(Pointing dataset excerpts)

----------

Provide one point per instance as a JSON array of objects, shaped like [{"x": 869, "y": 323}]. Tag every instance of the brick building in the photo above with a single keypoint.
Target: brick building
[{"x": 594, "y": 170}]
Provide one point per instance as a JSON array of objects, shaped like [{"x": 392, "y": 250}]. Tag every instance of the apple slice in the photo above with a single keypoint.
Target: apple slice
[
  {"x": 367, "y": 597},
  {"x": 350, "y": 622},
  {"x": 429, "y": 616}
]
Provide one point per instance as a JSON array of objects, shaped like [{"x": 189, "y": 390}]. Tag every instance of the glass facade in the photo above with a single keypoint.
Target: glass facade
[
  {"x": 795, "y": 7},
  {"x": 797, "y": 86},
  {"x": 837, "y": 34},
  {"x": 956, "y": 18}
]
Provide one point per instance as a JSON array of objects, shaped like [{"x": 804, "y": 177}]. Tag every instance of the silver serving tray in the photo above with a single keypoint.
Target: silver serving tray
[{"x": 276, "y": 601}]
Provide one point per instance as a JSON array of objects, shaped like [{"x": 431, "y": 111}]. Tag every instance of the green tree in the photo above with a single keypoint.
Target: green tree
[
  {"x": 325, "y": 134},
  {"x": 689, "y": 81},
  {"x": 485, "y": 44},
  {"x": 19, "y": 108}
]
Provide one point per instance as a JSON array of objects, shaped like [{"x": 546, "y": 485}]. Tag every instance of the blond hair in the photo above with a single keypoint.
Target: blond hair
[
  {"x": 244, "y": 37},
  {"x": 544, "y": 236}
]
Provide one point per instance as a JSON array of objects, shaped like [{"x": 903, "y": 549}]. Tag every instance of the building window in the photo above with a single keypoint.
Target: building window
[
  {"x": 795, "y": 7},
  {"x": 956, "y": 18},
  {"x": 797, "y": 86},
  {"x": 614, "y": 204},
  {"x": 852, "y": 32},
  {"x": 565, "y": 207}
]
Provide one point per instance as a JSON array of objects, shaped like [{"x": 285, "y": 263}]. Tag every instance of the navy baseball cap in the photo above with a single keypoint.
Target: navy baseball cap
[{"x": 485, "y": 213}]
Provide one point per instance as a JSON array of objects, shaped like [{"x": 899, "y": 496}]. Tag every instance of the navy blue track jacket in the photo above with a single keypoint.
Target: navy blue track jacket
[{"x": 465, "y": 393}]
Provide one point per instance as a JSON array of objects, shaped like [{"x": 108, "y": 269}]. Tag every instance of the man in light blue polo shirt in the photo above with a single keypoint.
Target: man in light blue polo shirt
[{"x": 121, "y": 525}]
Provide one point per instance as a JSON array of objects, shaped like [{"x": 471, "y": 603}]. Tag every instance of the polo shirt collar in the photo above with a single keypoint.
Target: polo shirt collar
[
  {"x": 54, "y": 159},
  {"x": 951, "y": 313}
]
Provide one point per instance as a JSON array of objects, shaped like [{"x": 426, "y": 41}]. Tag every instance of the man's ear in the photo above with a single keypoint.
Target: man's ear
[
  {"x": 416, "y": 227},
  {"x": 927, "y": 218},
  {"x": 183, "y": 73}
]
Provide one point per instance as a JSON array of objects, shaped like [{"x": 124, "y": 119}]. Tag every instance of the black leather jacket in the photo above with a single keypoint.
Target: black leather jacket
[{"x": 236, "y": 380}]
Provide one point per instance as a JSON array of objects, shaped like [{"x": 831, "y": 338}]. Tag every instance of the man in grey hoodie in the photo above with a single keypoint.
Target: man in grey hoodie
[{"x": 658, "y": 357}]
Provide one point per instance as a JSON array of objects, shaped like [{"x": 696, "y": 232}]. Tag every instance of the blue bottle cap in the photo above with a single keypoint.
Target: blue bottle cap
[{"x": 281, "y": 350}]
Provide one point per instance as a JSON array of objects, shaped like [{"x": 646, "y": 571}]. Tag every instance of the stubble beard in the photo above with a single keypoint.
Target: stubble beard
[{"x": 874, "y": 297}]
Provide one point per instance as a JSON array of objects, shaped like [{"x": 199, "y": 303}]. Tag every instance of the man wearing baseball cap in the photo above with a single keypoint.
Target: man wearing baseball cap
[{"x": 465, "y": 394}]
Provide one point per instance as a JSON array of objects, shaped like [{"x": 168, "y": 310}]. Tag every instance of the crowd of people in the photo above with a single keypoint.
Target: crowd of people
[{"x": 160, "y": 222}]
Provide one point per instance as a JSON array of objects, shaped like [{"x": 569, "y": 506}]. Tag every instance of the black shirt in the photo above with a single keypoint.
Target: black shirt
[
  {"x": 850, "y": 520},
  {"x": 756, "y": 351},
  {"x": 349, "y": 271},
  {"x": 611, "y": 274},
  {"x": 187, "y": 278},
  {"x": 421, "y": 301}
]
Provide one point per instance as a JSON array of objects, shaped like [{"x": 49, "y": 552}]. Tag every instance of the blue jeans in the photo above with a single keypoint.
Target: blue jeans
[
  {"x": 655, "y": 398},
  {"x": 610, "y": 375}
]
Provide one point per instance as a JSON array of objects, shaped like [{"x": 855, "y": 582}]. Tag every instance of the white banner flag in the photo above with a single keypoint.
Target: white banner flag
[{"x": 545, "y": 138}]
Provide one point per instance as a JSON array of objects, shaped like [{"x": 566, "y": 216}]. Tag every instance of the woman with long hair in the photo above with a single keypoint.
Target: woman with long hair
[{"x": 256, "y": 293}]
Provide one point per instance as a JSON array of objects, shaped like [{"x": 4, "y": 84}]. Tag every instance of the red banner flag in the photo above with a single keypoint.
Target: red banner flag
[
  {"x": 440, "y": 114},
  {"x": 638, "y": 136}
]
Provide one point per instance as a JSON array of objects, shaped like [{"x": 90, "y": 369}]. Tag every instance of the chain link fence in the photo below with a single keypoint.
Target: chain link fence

----------

**Description of the task**
Repeat only the stretch of lines starting at the one containing "of the stubble" and running to the final line of the entries above.

**Answer for this exercise**
Provide one point per instance as a JSON array of objects, shaped like [{"x": 646, "y": 571}]. Tag every instance of the stubble beard in the photo above with a single keypoint.
Target: stubble beard
[{"x": 874, "y": 297}]
Provide one point per instance as a JSON array of objects, shaped like [{"x": 199, "y": 303}]. Tag every instance of the man wearing baseball cap in the photo above with a single keypoint.
Target: man wearing baseball cap
[{"x": 465, "y": 394}]
Provide one point per instance as a JSON array of objects, shaped like [{"x": 168, "y": 310}]. Tag every instance of the crowd of people in the photo above with a single keypoint.
Target: crowd of people
[{"x": 160, "y": 222}]
Provide one point per instance as a JSON array of objects, shaped like [{"x": 569, "y": 506}]. Tag every instance of the black shirt in the photo above with a single keypoint.
Target: black shirt
[
  {"x": 850, "y": 520},
  {"x": 756, "y": 351},
  {"x": 349, "y": 271},
  {"x": 611, "y": 274},
  {"x": 187, "y": 278},
  {"x": 421, "y": 301}
]
Provide one point per instance as a JSON array of objects, shaped like [{"x": 49, "y": 552}]. Tag every instance of the blue jeans in the photo above with a single keypoint.
Target: blue jeans
[
  {"x": 655, "y": 398},
  {"x": 610, "y": 375}
]
Provide one point per instance as a JSON array of objects, shaped like [{"x": 855, "y": 582}]. Tag every instance of the white banner flag in the photo above with a single keypoint.
Target: white banner flag
[{"x": 545, "y": 138}]
Provide one point per instance as a JSON array of objects, shaped like [{"x": 566, "y": 216}]. Tag every instance of the woman with long hair in the photo above with a single keypoint.
Target: woman with long hair
[{"x": 256, "y": 293}]
Provide one point per instance as a JSON array of objects, shaped like [{"x": 4, "y": 84}]. Tag every instance of the red banner flag in the photo above with a single keypoint.
Target: red banner flag
[
  {"x": 440, "y": 114},
  {"x": 638, "y": 136}
]
Provide one point per instance as a JSON array of objects, shaped like [{"x": 90, "y": 369}]. Tag every instance of the chain link fence in the photo below with a single keypoint.
Target: chain link fence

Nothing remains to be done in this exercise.